362 BC in various calendars
- Gregorian calendar: 362 BC CCCLXII BC
- Ab urbe condita: 392
- Ancient Egypt era: XXX dynasty, 19
- - Pharaoh: Djedhor, 1
- Ancient Greek Olympiad (summer): 104th Olympiad, year 3
- Assyrian calendar: 4389
- Balinese saka calendar: N/A
- Bengali calendar: −955 – −954
- Berber calendar: 589
- Buddhist calendar: 183
- Burmese calendar: −999
- Byzantine calendar: 5147–5148
- Chinese calendar: 戊午年 (Earth Horse) 2336 or 2129 — to — 己未年 (Earth Goat) 2337 or 2130
- Coptic calendar: −645 – −644
- Discordian calendar: 805
- Ethiopian calendar: −369 – −368
- Hebrew calendar: 3399–3400
- - Vikram Samvat: −305 – −304
- - Shaka Samvat: N/A
- - Kali Yuga: 2739–2740
- Holocene calendar: 9639
- Iranian calendar: 983 BP – 982 BP
- Islamic calendar: 1013 BH – 1012 BH
- Javanese calendar: N/A
- Julian calendar: N/A
- Korean calendar: 1972
- Minguo calendar: 2273 before ROC 民前2273年
- Nanakshahi calendar: −1829
- Thai solar calendar: 181–182
- Tibetan calendar: ས་ཕོ་རྟ་ལོ་ (male Earth-Horse) −235 or −616 or −1388 — to — ས་མོ་ལུག་ལོ་ (female Earth-Sheep) −234 or −615 or −1387

= 362 BC =

Year 362 BC was a year of the pre-Julian Roman calendar. At the time, it was known as the Year of the Consulship of Ahala and Aventinensis (or, less frequently, year 392 Ab urbe condita). The denomination 362 BC for this year has been used since the early medieval period, when the Anno Domini calendar era became the prevalent method in Europe for naming years.

Data section:
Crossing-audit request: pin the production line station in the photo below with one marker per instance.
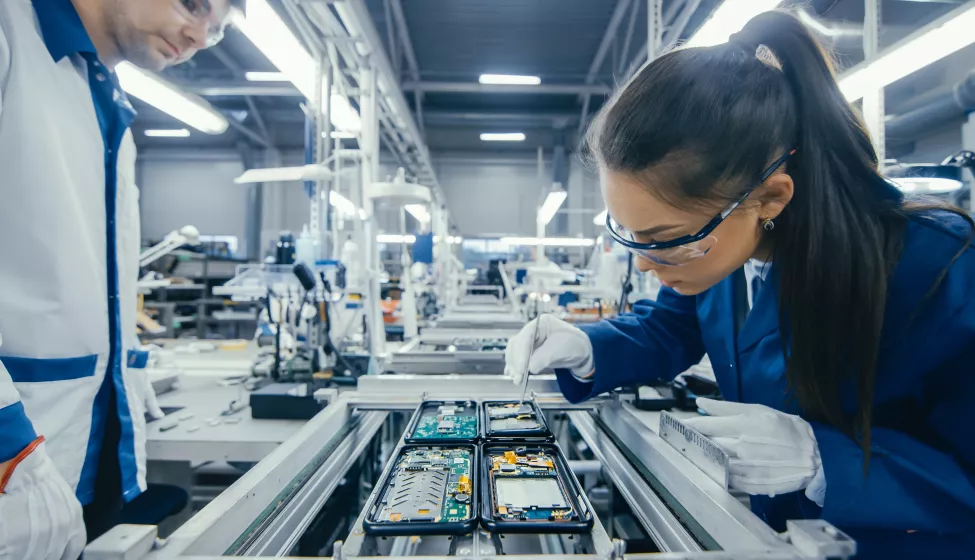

Short task 1:
Return the stretch of the 362 BC page from "Year 362 BC" through "for naming years.", copied word for word.
Short task 2:
Please list every calendar that the 362 BC page gives as "N/A".
Short task 3:
Extend the page on the year 362 BC, picking up after its final sentence.

Answer 1:
Year 362 BC was a year of the pre-Julian Roman calendar. At the time, it was known as the Year of the Consulship of Ahala and Aventinensis (or, less frequently, year 392 Ab urbe condita). The denomination 362 BC for this year has been used since the early medieval period, when the Anno Domini calendar era became the prevalent method in Europe for naming years.

Answer 2:
Balinese saka calendar
Shaka Samvat
Javanese calendar
Julian calendar

Answer 3:
== Events ==

=== By place ===
==== Persian Empire ====
- Mausolus of Caria joins the revolt of the satraps of Anatolia against the Persian king Artaxerxes II.

==== Egypt ====
- King Agesilaus II of Sparta arrives with 1,000 men to assist Egypt in its fight with Persia.

==== Greece ====
- The outbreak of civil war in the Arcadian league leads to Mantinea fighting alongside Sparta and Athens, while Tegea and other members of the league side with Thebes. The Theban general, Epaminondas leads the large allied army into the Peloponnesus, he is met by the Spartans (led by the Agiad Spartan king Agesilaus), Mantineans, Athenians, and their allies in the Battle of Mantinea. In the battle, Epaminondas is victorious, but is killed. His dying command to make peace with the enemy is followed by all sides and a general peace is established in Greece. The period of Theban domination of Greece comes to an end.

==== China ====
- The states of Qin, Han and Zhao defeat the state of Wei and Qin captures the prince of Wei. The Battle of Shaoliang is then fought between Qin and Wei, which Wei loses, whereupon Qin captures the prime minister of Wei.

== Births ==
- Eumenes of Cardia, Greek general and scholar (d. 316 BC)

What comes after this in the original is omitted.